─── PASSAGE PROVIDED
Domboshaba Cultural Trust (DCT) wishes to respond to an article (titled Another look at Domboshaba cultutral festival and Bakalanga heritage – Part 1) which appeared in the Sunday Standard of 11 – 17 August 2013 authored by a concerned Nkalanga using a pseudonym, Bawumbe wa Chiwidi.

DCT welcomes open debate as the author of the said article himself acknowledges allocation of time for an open forum at the annual Domboshaba Festival of Culture and History (DFCH), so-named deliberately in recognition of the significance of the pre-colonial Domboshaba Ruins in Bakalanga heritage. However, DCT wishes to correct inaccuracies and innuendoes which if left uncorrected might cause unnecessary discord among Bakalanga as well as besmirch the good name of the festival.

The formation of DCT was formally endorsed by traditional and community leaders at a well-attended and representative meeting in August 2005. Ever since all Bakalanga traditional leaders have been invited to annual general meetings of the Trust and have two ex-officio representatives on the board of trustees. In fact DCT has received significant support from traditional leaders across Bukalanga. DCT, therefore, finds Bawumbe’s claims of ‘rising levels of dissatisfaction by traditional leaders and communities…’ absurd given that the traditional leaders and communities referred to are free (and in fact encouraged) to participate in different fora of DCT.

The insinuation that DFCH is of little benefit to Bakalanga is also not accurate. The festival provides and will continue to provide a forum for the expression of Bakalanga culture and heritage. In addition, the festival has inspired many cultural festivals across Botswana, which in DCT’s considered view is a significant contribution. The direct and indirect spend arising from the annual festival events is significant to both formal and informal businesses most of which are either owed by or employ locals.
──────
REQUIRED TASK:
Quote the Domboshaba Cultural Trust statement, starting at "The insinuation that" and ending at "or employ locals.".
─── DATA SECTION
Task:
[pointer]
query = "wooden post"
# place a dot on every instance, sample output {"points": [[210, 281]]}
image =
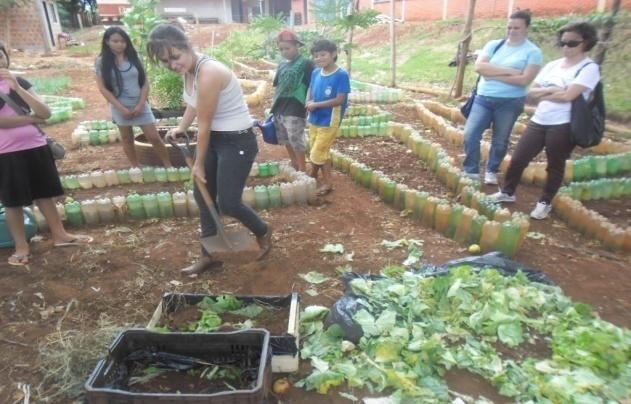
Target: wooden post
{"points": [[464, 49], [393, 53], [605, 34]]}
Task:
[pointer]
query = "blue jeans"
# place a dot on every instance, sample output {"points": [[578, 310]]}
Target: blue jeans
{"points": [[503, 113], [228, 162]]}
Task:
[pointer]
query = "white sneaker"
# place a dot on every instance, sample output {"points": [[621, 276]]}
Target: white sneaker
{"points": [[502, 197], [541, 211], [490, 178]]}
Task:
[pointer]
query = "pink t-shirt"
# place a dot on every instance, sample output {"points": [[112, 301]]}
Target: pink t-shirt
{"points": [[20, 138]]}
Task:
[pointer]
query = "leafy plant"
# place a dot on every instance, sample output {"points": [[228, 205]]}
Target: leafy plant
{"points": [[53, 85], [167, 86]]}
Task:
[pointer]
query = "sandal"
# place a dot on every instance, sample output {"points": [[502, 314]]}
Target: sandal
{"points": [[19, 260], [324, 190], [77, 241]]}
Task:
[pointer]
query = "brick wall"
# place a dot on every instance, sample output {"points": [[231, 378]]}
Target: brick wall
{"points": [[22, 27], [417, 10]]}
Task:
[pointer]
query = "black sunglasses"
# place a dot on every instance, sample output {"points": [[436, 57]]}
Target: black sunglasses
{"points": [[569, 44]]}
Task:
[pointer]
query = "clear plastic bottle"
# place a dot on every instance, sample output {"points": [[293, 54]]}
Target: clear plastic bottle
{"points": [[105, 208], [98, 179], [111, 179], [191, 204], [165, 204], [85, 181]]}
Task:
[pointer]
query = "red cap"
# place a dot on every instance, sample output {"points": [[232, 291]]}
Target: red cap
{"points": [[288, 36]]}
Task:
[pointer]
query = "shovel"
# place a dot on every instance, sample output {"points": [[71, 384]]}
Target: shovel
{"points": [[223, 241]]}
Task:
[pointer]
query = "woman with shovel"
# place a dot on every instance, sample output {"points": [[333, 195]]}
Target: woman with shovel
{"points": [[226, 144]]}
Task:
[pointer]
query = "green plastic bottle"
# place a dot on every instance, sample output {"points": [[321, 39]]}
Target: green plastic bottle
{"points": [[104, 137], [161, 174], [420, 199], [93, 137], [454, 220], [613, 165], [388, 191], [264, 170], [476, 228], [184, 173], [149, 205], [508, 239], [148, 175], [123, 176], [134, 205], [261, 196], [172, 174], [275, 200], [165, 203], [74, 213]]}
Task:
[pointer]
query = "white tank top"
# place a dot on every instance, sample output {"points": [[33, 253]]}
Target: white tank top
{"points": [[232, 112]]}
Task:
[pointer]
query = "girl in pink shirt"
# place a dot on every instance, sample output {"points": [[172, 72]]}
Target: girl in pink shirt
{"points": [[27, 169]]}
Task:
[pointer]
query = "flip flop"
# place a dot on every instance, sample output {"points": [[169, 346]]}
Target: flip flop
{"points": [[77, 241], [19, 260], [324, 190]]}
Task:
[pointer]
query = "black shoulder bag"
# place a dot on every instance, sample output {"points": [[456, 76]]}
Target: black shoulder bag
{"points": [[57, 149], [587, 119], [465, 109]]}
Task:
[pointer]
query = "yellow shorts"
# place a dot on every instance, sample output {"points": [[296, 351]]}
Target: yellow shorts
{"points": [[321, 138]]}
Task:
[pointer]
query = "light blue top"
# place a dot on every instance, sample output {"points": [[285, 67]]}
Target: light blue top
{"points": [[516, 57]]}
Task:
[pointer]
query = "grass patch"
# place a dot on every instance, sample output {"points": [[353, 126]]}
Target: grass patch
{"points": [[89, 49], [54, 85], [423, 55]]}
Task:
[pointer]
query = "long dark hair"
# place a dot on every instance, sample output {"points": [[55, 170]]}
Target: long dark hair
{"points": [[108, 64], [3, 49]]}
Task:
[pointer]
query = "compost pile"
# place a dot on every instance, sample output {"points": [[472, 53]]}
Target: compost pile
{"points": [[225, 313], [416, 327]]}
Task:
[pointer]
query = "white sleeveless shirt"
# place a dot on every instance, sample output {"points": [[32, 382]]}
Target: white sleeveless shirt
{"points": [[232, 112]]}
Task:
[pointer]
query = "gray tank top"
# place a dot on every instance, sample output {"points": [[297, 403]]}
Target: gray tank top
{"points": [[232, 112]]}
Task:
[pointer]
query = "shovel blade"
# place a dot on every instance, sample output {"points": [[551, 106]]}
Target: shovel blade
{"points": [[235, 241]]}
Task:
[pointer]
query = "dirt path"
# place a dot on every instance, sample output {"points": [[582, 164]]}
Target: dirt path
{"points": [[121, 277]]}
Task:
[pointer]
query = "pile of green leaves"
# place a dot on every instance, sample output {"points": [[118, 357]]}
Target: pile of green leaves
{"points": [[416, 328], [212, 308]]}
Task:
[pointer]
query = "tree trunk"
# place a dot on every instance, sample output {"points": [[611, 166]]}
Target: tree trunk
{"points": [[605, 34], [464, 49], [393, 49]]}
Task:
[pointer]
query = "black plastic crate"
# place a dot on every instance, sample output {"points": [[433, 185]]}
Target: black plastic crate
{"points": [[240, 347], [284, 347]]}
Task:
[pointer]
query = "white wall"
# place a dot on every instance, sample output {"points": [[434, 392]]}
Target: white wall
{"points": [[200, 8]]}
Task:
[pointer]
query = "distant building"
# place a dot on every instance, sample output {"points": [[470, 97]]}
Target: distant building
{"points": [[112, 10], [32, 26]]}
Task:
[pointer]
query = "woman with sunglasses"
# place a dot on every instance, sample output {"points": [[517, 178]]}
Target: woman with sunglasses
{"points": [[559, 83]]}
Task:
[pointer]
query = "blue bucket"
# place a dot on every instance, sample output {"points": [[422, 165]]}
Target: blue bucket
{"points": [[269, 130]]}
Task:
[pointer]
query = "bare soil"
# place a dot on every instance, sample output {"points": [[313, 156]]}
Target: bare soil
{"points": [[124, 273]]}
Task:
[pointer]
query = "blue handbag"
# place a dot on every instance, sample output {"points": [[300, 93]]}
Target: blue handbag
{"points": [[268, 129]]}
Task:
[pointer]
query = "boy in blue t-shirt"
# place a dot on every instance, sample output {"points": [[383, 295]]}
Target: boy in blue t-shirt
{"points": [[327, 101]]}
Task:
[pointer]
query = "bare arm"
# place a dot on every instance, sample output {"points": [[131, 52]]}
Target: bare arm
{"points": [[9, 122], [565, 94], [110, 97], [485, 68], [522, 79], [339, 100], [212, 78]]}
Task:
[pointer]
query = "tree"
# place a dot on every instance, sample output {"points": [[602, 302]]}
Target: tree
{"points": [[605, 34], [463, 50]]}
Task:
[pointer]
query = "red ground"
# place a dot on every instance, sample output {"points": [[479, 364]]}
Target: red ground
{"points": [[123, 274]]}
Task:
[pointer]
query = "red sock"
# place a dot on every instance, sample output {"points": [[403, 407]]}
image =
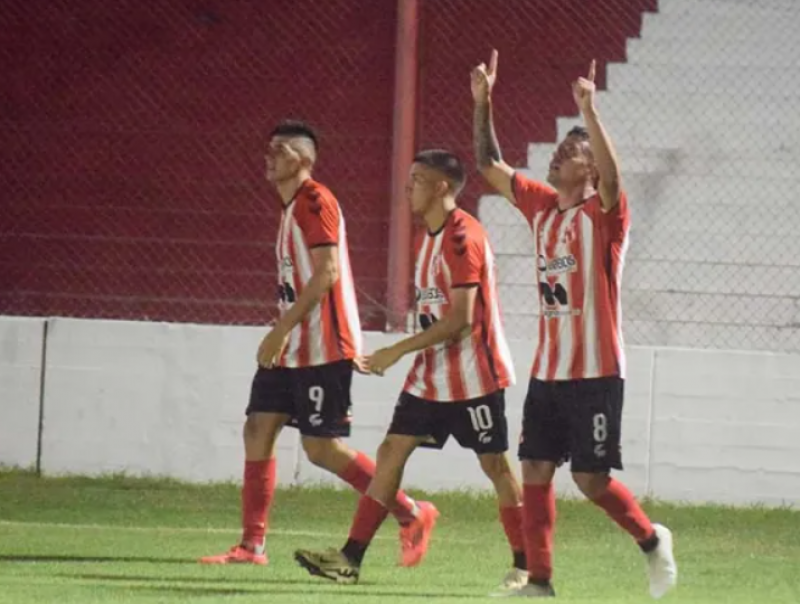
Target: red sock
{"points": [[538, 521], [370, 515], [511, 517], [257, 492], [619, 504], [359, 474]]}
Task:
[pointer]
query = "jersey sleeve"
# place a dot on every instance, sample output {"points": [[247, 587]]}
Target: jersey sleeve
{"points": [[318, 216], [531, 196], [463, 253]]}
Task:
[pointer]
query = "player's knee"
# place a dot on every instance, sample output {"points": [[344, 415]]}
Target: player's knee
{"points": [[391, 453], [254, 430], [538, 472], [495, 466], [592, 485], [319, 450]]}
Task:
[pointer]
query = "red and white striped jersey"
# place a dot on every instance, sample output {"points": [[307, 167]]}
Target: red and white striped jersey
{"points": [[332, 330], [459, 255], [580, 253]]}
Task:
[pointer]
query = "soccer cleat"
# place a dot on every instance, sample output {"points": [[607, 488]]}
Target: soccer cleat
{"points": [[239, 554], [515, 579], [331, 564], [661, 567], [414, 538]]}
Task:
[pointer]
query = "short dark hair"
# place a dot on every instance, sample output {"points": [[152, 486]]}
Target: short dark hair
{"points": [[295, 128], [579, 132], [445, 162]]}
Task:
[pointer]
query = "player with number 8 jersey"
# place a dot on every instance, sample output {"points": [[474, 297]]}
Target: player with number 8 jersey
{"points": [[457, 382], [573, 409]]}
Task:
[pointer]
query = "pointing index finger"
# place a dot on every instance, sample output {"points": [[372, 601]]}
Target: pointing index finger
{"points": [[493, 62]]}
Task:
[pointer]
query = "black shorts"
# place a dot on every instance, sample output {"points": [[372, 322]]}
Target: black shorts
{"points": [[478, 424], [579, 420], [317, 399]]}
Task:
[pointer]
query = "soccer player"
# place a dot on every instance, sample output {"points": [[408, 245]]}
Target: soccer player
{"points": [[306, 360], [456, 385], [573, 408]]}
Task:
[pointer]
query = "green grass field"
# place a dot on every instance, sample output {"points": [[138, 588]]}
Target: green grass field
{"points": [[136, 540]]}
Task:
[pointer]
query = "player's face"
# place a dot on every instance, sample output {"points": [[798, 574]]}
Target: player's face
{"points": [[571, 164], [281, 163], [424, 186]]}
──────
THE COMPLETED TASK:
The insinuation that DFCH is of little benefit to Bakalanga is also not accurate. The festival provides and will continue to provide a forum for the expression of Bakalanga culture and heritage. In addition, the festival has inspired many cultural festivals across Botswana, which in DCT’s considered view is a significant contribution. The direct and indirect spend arising from the annual festival events is significant to both formal and informal businesses most of which are either owed by or employ locals.